* _Task brief_:
The pictures are to be omitted when the entries are reproduced exactly.

Top of Records for this exercise

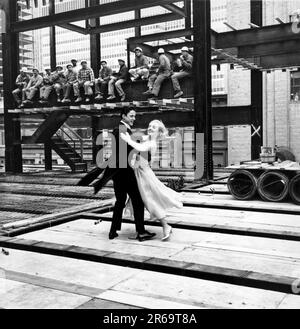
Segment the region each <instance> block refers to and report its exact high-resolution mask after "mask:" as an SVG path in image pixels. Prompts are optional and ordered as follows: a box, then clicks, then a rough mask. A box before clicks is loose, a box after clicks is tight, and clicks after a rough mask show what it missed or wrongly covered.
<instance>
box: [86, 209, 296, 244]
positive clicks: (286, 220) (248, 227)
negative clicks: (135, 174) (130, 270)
mask: <svg viewBox="0 0 300 329" xmlns="http://www.w3.org/2000/svg"><path fill="white" fill-rule="evenodd" d="M82 216H83V217H82V218H87V219H93V220H95V221H99V220H100V221H101V220H105V219H106V220H111V218H112V213H111V212H108V213H105V214H96V213H94V214H93V213H84V214H82ZM149 217H150V216H149V213H148V212H145V220H146V221H147V222H146V223H147V225H151V226H153V225H154V226H157V225H158V226H159V223H157V222H153V221H149V219H150V218H149ZM123 219H124V220H125V219H126V220H127V222H131V223H133V219H132V218H130V217H128V216H127V215H126V214H125V215H124V216H123ZM167 220H168V222H169V224H171V225H172V226H173V227H177V228H183V229H191V230H199V231H210V232H222V233H228V234H237V235H246V236H247V235H249V236H262V237H273V238H277V239H290V240H295V241H298V240H299V238H300V222H299V220H298V216H294V215H282V214H268V213H262V214H257V213H255V212H254V213H251V212H248V211H245V212H244V211H236V210H220V209H209V208H204V209H201V211H199V208H191V207H184V208H182V209H176V210H172V209H171V210H169V211H168V213H167Z"/></svg>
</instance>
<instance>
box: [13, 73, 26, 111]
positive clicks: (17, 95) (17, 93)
mask: <svg viewBox="0 0 300 329" xmlns="http://www.w3.org/2000/svg"><path fill="white" fill-rule="evenodd" d="M29 80H30V76H29V75H28V71H27V68H26V67H23V68H22V69H21V70H20V74H19V75H18V76H17V79H16V86H17V88H16V89H15V90H13V92H12V94H13V97H14V99H15V101H16V103H17V104H18V107H20V105H21V104H22V101H24V94H23V89H25V88H26V87H27V85H28V83H29ZM20 96H21V98H20Z"/></svg>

Bottom of Records for this exercise

* _Task output_:
Segment the region each <instance> block refers to and report its exact high-resolution mask after "mask:" as an SVG path in image pixels. Prompts are optional and ordered as follows: a box, then clicks, then a rough mask. A box before clicks is loose, a box after clicks is tight, and clicks after a rough mask show what it missed or wrongly covered.
<instance>
box: [86, 209, 296, 244]
positive clicks: (286, 220) (248, 227)
negative clicks: (135, 174) (130, 270)
mask: <svg viewBox="0 0 300 329" xmlns="http://www.w3.org/2000/svg"><path fill="white" fill-rule="evenodd" d="M82 216H83V217H82V218H87V219H93V220H95V221H99V220H100V221H101V220H105V219H106V220H111V218H112V213H111V212H108V213H105V214H96V213H94V214H93V213H84V214H82ZM149 217H150V216H149V213H148V212H145V220H146V221H147V222H146V223H147V225H151V226H153V225H154V226H157V225H158V226H159V223H157V222H153V221H149V219H150V218H149ZM123 219H124V220H125V219H126V220H127V222H131V223H133V219H132V218H130V217H128V216H127V215H126V214H125V215H124V216H123ZM167 220H168V222H169V224H171V225H172V226H173V227H177V228H183V229H191V230H199V231H210V232H222V233H228V234H237V235H246V236H247V235H249V236H262V237H273V238H277V239H290V240H295V241H298V240H299V238H300V222H299V220H298V216H294V215H282V214H268V213H262V214H257V213H255V212H254V213H251V212H248V211H245V212H244V211H236V210H220V209H209V208H204V209H201V211H199V208H191V207H184V208H182V209H176V210H172V209H171V210H169V211H168V213H167Z"/></svg>
</instance>
<instance>
box: [13, 73, 26, 111]
positive clicks: (17, 95) (17, 93)
mask: <svg viewBox="0 0 300 329" xmlns="http://www.w3.org/2000/svg"><path fill="white" fill-rule="evenodd" d="M29 80H30V76H29V75H28V71H27V68H26V67H23V68H22V69H21V70H20V74H19V75H18V76H17V79H16V86H17V88H16V89H15V90H13V92H12V94H13V97H14V99H15V101H16V103H17V104H18V107H20V105H21V104H22V101H24V94H23V89H25V88H26V87H27V85H28V83H29ZM20 96H21V98H20Z"/></svg>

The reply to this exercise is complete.